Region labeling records
· · · ·

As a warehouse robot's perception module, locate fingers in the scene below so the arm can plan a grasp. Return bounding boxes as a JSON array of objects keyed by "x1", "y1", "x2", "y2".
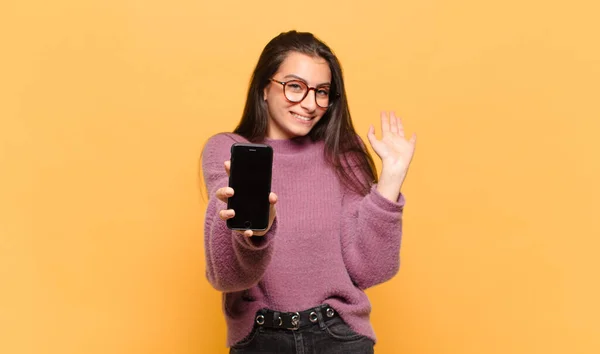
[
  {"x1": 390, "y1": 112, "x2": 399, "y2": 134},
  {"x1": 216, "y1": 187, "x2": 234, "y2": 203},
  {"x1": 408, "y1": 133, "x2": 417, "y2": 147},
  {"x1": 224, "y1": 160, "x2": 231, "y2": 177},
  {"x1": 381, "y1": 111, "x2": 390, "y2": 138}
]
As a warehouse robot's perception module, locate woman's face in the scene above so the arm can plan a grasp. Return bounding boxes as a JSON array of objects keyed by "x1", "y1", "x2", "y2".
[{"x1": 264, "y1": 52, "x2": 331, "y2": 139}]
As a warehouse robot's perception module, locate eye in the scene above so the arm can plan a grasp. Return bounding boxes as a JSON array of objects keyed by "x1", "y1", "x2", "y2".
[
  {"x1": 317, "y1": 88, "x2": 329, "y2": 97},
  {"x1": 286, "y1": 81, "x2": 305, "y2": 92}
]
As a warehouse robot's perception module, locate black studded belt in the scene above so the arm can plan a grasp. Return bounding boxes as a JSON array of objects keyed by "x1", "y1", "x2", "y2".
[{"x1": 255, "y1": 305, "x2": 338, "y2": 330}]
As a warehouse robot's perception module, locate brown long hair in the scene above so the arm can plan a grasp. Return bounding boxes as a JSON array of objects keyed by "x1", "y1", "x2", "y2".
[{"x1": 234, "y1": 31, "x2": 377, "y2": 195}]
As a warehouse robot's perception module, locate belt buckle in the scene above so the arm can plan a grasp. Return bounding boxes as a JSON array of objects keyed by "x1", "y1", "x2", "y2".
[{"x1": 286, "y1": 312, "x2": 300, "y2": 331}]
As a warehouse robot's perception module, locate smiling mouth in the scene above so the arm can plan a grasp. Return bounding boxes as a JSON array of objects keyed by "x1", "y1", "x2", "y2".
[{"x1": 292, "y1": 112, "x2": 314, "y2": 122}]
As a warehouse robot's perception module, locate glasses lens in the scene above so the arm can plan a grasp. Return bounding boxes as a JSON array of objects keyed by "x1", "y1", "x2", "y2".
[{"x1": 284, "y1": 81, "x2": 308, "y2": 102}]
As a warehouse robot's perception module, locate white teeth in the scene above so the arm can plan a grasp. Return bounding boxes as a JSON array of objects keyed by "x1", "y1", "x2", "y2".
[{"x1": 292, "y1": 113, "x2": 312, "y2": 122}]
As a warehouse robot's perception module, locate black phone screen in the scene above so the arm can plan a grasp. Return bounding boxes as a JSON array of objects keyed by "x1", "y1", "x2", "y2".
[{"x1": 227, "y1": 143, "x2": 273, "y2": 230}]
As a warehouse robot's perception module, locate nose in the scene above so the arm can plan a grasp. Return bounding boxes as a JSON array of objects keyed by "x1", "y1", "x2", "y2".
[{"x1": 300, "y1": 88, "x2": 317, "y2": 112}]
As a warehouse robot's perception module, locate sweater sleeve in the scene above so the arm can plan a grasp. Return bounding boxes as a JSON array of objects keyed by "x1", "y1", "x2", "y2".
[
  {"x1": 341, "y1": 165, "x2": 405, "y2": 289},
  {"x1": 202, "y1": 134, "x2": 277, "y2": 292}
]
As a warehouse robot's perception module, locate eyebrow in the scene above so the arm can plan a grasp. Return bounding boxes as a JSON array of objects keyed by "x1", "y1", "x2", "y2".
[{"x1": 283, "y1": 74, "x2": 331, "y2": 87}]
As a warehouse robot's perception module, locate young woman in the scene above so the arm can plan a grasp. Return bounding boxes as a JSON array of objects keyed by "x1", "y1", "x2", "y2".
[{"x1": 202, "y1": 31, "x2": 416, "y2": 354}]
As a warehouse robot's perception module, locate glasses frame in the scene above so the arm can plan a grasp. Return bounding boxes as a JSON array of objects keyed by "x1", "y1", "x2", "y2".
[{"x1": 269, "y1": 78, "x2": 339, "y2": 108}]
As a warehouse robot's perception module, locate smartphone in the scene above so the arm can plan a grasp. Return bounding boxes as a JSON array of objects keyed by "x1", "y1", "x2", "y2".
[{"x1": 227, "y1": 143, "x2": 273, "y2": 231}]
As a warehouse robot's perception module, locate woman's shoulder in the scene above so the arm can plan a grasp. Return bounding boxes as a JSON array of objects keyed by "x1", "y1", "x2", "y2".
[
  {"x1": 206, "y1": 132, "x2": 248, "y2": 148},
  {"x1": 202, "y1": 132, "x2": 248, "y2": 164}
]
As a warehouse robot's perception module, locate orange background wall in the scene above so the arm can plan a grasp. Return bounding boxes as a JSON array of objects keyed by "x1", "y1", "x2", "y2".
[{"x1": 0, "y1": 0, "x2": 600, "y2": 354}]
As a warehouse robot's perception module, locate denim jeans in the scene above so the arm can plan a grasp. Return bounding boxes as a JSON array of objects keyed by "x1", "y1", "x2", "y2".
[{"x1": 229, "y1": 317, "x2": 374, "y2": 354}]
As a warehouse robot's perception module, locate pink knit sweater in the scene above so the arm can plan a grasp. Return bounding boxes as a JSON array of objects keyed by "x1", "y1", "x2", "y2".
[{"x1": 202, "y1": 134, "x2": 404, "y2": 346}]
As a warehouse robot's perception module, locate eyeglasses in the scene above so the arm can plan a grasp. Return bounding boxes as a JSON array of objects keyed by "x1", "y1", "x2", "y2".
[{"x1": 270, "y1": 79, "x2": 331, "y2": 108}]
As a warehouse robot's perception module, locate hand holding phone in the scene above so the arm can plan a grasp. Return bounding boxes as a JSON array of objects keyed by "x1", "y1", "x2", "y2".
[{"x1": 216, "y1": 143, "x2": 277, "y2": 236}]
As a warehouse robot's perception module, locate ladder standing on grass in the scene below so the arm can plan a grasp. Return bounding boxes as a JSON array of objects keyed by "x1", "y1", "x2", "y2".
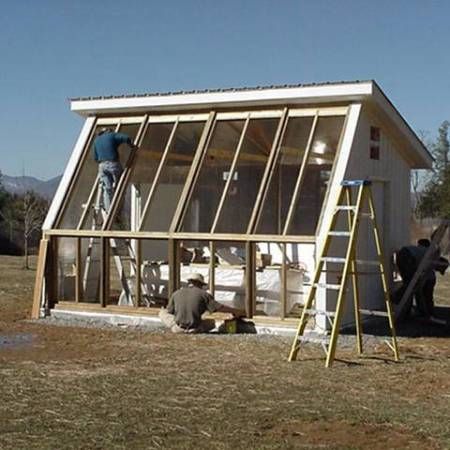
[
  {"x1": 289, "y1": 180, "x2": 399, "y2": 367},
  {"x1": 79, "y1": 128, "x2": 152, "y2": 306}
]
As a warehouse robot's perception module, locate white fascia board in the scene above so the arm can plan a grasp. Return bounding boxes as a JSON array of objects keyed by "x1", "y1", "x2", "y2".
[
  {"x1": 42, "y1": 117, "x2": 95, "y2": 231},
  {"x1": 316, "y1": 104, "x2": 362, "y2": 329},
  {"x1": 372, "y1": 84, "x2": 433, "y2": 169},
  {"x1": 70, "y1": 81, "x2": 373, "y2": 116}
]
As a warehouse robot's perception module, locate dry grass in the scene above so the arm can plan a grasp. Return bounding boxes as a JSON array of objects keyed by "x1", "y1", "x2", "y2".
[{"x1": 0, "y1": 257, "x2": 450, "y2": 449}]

· · · ·

Task requirements: Render the lines from the one containing "As a warehouse robot's perception module, locate white fascia" through the final line as a JSON list of strings, one string per line, leaving out blank lines.

Task output:
[
  "As a warehouse robot's perception module, locate white fascia board in the scene above so the arm can plan a grasp. Return bounding boxes as a JSON array of objects keyed by \"x1\", \"y1\", \"x2\", \"y2\".",
  "[",
  "  {\"x1\": 42, \"y1\": 117, \"x2\": 95, \"y2\": 231},",
  "  {\"x1\": 316, \"y1\": 104, \"x2\": 362, \"y2\": 329},",
  "  {\"x1\": 372, \"y1\": 84, \"x2\": 433, \"y2\": 169},",
  "  {\"x1\": 70, \"y1\": 81, \"x2\": 373, \"y2\": 116}",
  "]",
  "As a warehouse robot's perception module, locate dry grass in the scene above so the arm can plan a grasp. Return bounding boxes as a JSON array of objects keyed by \"x1\", \"y1\", \"x2\", \"y2\".",
  "[{\"x1\": 0, \"y1\": 257, \"x2\": 450, \"y2\": 449}]"
]